### The task
Print only the line with "Target: jacket sleeve" and the lines after it, ending with the last line of the material, each exactly as it stands.

### Exercise input

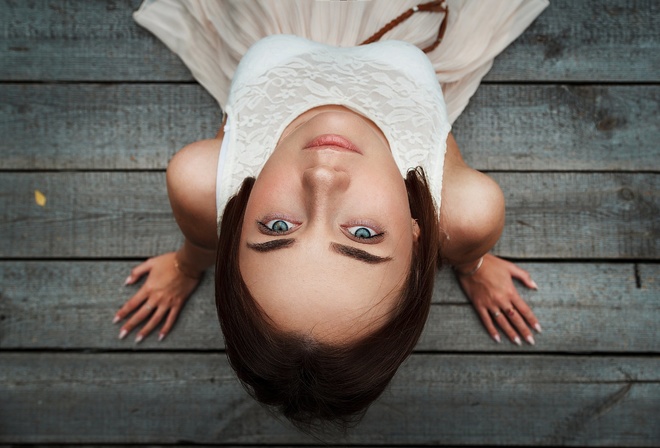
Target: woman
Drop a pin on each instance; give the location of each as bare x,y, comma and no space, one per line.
325,262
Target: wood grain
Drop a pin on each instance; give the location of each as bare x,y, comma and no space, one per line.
65,40
127,214
582,307
505,127
440,399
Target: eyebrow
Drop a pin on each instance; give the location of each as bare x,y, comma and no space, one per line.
347,251
358,254
272,245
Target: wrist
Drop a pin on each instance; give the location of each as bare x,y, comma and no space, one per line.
469,269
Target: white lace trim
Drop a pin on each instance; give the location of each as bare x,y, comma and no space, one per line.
392,83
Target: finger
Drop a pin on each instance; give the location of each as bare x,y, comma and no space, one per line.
488,323
169,322
518,323
524,276
131,304
137,272
527,314
138,317
503,321
153,322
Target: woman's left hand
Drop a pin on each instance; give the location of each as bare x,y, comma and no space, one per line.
495,298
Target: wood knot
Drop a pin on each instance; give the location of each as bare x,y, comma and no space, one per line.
626,194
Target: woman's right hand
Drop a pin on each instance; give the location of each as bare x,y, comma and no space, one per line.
161,296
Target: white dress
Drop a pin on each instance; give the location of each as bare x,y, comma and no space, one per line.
390,82
212,36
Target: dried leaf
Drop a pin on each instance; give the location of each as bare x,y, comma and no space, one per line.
39,198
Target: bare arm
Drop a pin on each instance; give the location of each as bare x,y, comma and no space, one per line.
173,276
472,212
471,222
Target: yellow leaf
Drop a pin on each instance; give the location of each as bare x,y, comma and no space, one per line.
39,198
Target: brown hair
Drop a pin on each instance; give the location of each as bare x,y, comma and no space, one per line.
311,382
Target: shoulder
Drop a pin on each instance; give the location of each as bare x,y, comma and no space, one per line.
472,212
191,179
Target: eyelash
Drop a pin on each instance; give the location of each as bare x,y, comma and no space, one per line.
263,225
376,238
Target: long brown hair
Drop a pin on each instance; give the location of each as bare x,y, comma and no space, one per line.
311,382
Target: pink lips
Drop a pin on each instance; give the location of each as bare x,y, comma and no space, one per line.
333,142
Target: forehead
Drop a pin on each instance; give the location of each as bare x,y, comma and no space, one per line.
313,290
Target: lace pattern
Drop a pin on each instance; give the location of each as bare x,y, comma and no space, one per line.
392,83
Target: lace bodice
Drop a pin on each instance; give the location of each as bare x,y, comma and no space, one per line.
392,83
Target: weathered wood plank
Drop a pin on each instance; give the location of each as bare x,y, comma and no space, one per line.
613,40
445,399
101,127
582,307
570,39
505,127
580,215
124,214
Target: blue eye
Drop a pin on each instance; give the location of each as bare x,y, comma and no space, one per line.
277,226
363,233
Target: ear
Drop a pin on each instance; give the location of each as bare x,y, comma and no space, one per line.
416,231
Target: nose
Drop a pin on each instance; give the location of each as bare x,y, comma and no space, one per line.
323,185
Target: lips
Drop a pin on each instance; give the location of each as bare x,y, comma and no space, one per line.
334,142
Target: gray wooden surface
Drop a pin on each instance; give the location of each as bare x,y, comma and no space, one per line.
91,109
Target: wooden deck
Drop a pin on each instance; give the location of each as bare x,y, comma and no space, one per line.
91,109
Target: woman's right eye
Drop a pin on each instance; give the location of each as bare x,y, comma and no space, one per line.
276,226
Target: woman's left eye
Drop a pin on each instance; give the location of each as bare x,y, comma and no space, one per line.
363,233
276,226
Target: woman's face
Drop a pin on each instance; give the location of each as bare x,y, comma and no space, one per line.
327,238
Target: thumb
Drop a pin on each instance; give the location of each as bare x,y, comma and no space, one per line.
523,276
137,272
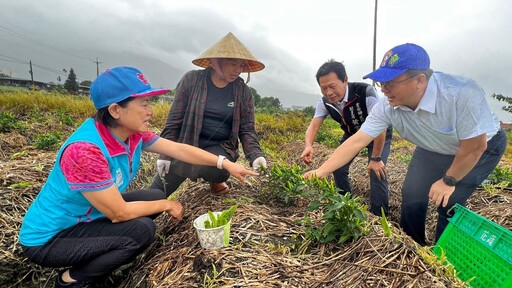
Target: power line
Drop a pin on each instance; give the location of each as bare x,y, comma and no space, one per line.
38,42
19,61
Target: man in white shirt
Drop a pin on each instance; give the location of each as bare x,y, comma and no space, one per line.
458,139
349,103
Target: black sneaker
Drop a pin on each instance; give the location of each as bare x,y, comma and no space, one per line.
59,283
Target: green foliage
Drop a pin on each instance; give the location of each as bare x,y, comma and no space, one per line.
211,281
329,133
287,183
47,141
65,117
8,122
266,104
221,219
71,85
309,111
343,217
384,223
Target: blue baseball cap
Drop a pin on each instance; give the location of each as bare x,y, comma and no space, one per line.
118,83
398,60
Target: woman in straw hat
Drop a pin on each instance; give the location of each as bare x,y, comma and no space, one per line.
84,218
213,109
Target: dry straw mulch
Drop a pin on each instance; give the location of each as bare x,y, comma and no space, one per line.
266,250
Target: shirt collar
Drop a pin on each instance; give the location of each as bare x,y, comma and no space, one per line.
428,101
114,145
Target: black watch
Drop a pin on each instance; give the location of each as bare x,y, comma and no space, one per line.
376,159
449,180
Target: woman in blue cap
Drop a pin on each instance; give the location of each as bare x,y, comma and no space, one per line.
83,217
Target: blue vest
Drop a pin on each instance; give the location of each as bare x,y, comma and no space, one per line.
57,207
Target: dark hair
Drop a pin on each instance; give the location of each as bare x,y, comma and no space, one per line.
331,66
416,72
103,115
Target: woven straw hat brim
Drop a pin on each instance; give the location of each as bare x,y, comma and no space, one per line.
229,47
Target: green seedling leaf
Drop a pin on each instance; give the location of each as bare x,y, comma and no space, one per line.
220,219
384,223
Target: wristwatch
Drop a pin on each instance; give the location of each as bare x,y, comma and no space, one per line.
449,180
376,159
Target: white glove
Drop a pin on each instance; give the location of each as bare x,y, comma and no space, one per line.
162,166
259,162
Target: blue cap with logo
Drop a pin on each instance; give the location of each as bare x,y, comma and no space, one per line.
398,60
118,83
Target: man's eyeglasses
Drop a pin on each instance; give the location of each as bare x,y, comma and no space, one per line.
390,84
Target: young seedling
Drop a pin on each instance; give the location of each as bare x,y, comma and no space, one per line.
221,219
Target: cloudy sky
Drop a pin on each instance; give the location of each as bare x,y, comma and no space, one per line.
292,38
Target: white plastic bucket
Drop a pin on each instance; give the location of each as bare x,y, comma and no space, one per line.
212,238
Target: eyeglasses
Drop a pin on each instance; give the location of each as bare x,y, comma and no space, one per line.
390,84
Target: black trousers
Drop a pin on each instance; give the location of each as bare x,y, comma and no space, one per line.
95,249
427,167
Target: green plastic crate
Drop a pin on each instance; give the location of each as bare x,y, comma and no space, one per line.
477,247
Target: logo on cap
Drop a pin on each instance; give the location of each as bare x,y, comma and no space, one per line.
142,78
390,59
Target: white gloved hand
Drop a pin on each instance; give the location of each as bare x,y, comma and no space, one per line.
258,163
162,166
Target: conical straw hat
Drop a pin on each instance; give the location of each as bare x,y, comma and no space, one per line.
229,47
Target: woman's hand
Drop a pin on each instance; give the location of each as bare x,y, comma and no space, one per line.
238,171
175,210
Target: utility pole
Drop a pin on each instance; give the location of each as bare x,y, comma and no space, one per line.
375,37
31,73
97,67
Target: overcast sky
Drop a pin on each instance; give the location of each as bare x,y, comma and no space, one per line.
292,38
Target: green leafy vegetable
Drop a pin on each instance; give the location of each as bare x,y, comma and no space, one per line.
221,219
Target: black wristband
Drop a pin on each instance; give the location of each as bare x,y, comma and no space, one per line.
449,180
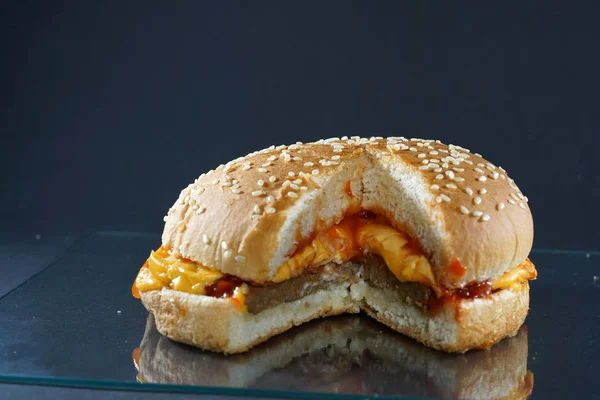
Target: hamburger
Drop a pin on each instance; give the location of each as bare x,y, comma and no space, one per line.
346,354
429,239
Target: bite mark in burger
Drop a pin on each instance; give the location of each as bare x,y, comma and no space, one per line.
429,239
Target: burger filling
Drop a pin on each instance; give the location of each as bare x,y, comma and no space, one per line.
360,248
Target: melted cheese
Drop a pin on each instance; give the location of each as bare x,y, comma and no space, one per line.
167,270
351,237
511,278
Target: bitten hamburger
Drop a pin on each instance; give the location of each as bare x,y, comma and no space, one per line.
429,239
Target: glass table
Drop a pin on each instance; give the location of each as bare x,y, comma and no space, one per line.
76,324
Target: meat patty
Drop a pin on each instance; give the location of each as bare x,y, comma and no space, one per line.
371,269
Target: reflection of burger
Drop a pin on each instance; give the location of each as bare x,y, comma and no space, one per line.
348,354
429,239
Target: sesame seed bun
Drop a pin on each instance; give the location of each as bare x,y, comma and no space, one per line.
249,216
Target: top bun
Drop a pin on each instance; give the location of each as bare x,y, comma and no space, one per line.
250,215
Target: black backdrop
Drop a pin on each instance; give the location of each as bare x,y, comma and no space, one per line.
110,108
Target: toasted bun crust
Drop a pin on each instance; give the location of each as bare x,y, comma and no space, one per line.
247,217
217,324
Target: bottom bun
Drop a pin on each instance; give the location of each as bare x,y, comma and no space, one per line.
219,325
347,354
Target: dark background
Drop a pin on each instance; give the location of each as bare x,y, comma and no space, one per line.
110,108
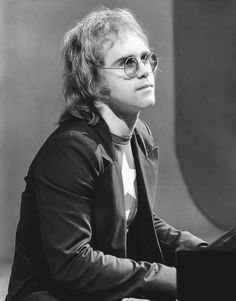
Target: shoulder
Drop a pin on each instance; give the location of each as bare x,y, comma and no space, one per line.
72,144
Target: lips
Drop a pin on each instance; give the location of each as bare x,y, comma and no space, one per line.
145,86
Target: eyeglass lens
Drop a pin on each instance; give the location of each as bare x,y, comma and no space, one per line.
132,66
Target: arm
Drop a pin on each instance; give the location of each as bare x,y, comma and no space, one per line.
171,238
65,177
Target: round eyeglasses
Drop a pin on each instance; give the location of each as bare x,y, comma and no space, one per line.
131,64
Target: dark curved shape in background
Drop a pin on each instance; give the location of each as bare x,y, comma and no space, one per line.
205,104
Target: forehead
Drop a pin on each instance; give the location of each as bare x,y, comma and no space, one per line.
124,44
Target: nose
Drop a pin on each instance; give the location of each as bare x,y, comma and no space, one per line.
144,70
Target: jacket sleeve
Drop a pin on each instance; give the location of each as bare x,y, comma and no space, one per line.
171,238
65,176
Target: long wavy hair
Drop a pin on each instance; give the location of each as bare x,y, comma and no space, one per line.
82,56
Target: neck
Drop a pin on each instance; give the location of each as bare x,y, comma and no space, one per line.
121,125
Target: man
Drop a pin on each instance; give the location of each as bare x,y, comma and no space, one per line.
86,229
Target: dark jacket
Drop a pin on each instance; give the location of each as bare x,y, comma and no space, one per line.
72,237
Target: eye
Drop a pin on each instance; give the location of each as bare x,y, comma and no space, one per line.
130,61
145,57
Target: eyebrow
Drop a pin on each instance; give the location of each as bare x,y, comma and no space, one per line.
122,58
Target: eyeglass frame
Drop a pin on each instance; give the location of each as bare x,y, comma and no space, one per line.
137,64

### Full response
Target: jacket sleeve
Drop a pin on each instance; give the location of each as bare x,y, comma and no space, one per line.
171,238
65,176
Target: long wavy hair
Drop a pin on each instance; give the location of each as bare x,y, comma and no space, one per line.
82,56
Target: neck
Drop a pin on each instance; give the location of each as bare x,y, comma and no space, one per line.
121,125
Target: man
Drop a pin on each instance; give the location of each as bare x,y, comma and no space, one per line.
86,229
Target: dark jacket
Drop a pin on each instance; give the location of each as bare x,y, comma and no space, one per line.
72,237
Target: eye
Drop a pin on each instance; give the location of each as bare x,y, comma and no space, one per line.
130,61
145,57
Target: eyebrow
Drop a pin on each instance; give the location of each as bare x,y, comma and no space, one per line.
122,58
Target: eyeglass frame
Drop a pin on each instance; give the location of each as bare x,y, comma and no space, one per line.
137,64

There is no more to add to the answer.